• TASK INSTRUCTIONS:
Print the following lines again word for word, with no changes.

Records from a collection
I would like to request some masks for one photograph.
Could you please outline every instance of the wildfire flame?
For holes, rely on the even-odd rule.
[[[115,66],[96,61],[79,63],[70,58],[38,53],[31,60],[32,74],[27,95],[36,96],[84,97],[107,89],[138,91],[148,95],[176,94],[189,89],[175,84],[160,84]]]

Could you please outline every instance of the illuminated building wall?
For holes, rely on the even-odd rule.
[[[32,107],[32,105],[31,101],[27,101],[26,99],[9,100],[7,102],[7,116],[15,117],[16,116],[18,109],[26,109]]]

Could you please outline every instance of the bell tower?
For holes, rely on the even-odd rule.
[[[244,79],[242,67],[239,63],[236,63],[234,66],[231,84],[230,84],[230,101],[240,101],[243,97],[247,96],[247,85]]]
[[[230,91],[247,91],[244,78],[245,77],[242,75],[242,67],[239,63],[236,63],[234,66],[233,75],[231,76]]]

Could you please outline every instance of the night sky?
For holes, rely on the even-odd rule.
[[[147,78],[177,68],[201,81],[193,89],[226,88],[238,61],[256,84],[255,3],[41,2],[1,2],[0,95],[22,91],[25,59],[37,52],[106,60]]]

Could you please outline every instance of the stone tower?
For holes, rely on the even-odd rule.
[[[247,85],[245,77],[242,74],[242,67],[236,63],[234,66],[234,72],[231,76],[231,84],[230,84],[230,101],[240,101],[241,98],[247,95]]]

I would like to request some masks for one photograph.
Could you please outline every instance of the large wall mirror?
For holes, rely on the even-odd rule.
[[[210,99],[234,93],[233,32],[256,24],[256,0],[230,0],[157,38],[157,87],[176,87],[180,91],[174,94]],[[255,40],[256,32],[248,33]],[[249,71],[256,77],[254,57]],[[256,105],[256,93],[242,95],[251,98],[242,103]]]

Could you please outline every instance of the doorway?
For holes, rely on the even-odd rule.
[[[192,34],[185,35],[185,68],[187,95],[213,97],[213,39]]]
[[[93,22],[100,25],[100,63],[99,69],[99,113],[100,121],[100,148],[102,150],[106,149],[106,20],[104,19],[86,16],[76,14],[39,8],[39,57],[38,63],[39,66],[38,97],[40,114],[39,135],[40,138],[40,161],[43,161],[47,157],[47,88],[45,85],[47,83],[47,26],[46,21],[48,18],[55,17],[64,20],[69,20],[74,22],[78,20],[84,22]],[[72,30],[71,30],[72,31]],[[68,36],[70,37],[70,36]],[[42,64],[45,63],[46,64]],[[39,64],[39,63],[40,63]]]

• WRITTEN REPLY:
I would like to request some masks for one photograph.
Could you please outline every instance of the wildfire flame?
For holes, rely on the even-odd rule.
[[[115,66],[96,61],[79,63],[70,58],[38,53],[31,60],[32,74],[27,95],[36,96],[84,97],[107,89],[138,91],[148,95],[176,94],[189,89],[175,84],[160,84]]]

Could you please outline every instance of the illuminated building wall?
For holes, rely on the even-odd rule.
[[[32,107],[32,105],[31,101],[27,101],[26,99],[9,100],[7,102],[7,116],[15,117],[16,116],[18,109],[26,109]]]

Could you please outline every instance of the bell tower?
For holes, rely on the even-odd rule.
[[[244,79],[242,67],[239,63],[236,63],[234,66],[231,84],[230,84],[230,101],[240,101],[243,97],[247,96],[247,85]]]
[[[230,91],[247,91],[244,78],[245,77],[242,75],[242,67],[239,63],[236,63],[234,66],[233,75],[231,76]]]

Could you please outline every instance of the night sky?
For holes, rely on the even-odd rule.
[[[147,78],[177,68],[201,81],[193,89],[226,88],[238,61],[256,84],[255,3],[41,2],[1,2],[0,95],[22,91],[25,59],[37,52],[106,60]]]

Could you please outline every instance of the stone tower?
For holes, rely on the even-odd rule.
[[[247,85],[245,77],[242,74],[242,67],[236,63],[234,66],[234,72],[231,76],[231,84],[230,84],[230,101],[240,101],[241,98],[247,95]]]

I would like to request some masks for one photograph.
Could you please outline every instance of the large wall mirror?
For holes, rely on the even-odd rule.
[[[210,99],[234,93],[233,32],[256,24],[256,0],[230,0],[157,38],[157,87],[176,87],[180,91],[174,94]],[[255,40],[256,32],[248,33]],[[249,71],[256,77],[254,57]],[[256,105],[256,93],[242,95],[251,98],[242,103]]]

Could you please outline every instance of the doorway?
For holes, rely on the even-odd rule.
[[[192,34],[185,35],[185,68],[187,95],[213,97],[213,39]]]
[[[93,22],[100,25],[100,63],[99,69],[99,113],[100,121],[100,148],[102,150],[106,149],[106,20],[104,19],[86,16],[76,14],[39,8],[39,57],[38,63],[39,66],[38,97],[40,114],[39,135],[40,138],[40,161],[43,161],[47,157],[47,88],[45,85],[47,83],[47,26],[46,21],[48,18],[55,17],[64,20],[69,20],[74,22],[78,20],[84,22]],[[72,30],[71,30],[72,31]],[[68,36],[70,37],[70,36]],[[42,64],[45,63],[46,64]],[[39,64],[39,63],[40,63]]]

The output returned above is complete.